• _TEXT_
════

The system of hotels that's shielded us from COVID-19 has processed roughly 150,000 Kiwis, but with peak demand, it's struggling to keep up - and there are growing concerns that bots are gaming the system.
As the borders are closed, anyone entering New Zealand needs to book a two-week spot in one of 31 state-run managed isolation and quarantine facilities, or MIQ. The problem is, it's currently fully booked through to November, and Newshub has seen offers made to people to cheat the system.
The offer made to one would-be traveller says rather than trawling the website for hours every day, they get people's profiles set up and then when the block release of dates happens for future months, spaces are secured immediately for their customers.
The other way to book spots, according to an expert Newshub spoke to, is through bots - computer programmes that check web pages to see if there have been any changes, and if so, it will tell the programme to take action.
In the case of booking MIQ spaces, it'll fill in any required links or boxes, and book in the next immediately available room. This is raising the most concern, as the 'bots' are making it near impossible for others to compete with.
Dr Andrew Chen of the Centre for Informed Futures, an independent think-tank and research centre founded at Auckland University, says wherever there's scarce resource through a website, a standard set of technologies can be applied to trick the system.

════

Stored data entries

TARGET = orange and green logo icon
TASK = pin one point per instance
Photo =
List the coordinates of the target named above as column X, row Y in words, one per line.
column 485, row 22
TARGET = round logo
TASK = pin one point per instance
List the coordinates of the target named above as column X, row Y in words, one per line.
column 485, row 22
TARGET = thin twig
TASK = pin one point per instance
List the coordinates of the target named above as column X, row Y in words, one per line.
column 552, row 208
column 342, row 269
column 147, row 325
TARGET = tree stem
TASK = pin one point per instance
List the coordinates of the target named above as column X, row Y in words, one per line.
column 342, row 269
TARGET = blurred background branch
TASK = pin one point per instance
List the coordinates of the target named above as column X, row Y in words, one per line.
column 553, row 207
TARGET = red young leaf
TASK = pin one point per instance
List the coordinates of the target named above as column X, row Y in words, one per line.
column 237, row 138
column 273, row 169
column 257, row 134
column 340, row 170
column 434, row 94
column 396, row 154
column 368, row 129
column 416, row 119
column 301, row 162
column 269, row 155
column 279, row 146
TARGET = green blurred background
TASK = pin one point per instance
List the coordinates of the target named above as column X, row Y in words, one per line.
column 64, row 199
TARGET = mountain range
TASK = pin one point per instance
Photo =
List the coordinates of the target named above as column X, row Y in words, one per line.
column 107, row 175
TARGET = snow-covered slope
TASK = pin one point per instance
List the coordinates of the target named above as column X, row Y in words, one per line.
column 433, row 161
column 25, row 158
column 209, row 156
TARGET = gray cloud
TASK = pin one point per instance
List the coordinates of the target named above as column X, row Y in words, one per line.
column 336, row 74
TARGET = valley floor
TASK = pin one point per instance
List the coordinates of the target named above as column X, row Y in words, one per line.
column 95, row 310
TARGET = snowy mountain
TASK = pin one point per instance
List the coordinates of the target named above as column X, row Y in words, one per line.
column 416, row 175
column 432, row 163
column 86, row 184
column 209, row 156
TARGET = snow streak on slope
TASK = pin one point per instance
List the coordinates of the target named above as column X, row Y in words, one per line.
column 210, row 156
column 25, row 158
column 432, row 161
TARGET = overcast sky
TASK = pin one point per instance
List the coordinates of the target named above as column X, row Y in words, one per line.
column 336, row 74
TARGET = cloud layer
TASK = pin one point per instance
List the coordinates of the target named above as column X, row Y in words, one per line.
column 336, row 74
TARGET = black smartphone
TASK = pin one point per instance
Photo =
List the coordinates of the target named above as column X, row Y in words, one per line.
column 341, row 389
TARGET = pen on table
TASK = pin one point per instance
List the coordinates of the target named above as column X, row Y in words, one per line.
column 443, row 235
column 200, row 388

════

• _EXERCISE GOAL_
From the article on MIQ bookings above, copy out everything from "The other way" down to "to take action." word for word.

• _SOLUTION TO THE PROBLEM_
The other way to book spots, according to an expert Newshub spoke to, is through bots - computer programmes that check web pages to see if there have been any changes, and if so, it will tell the programme to take action.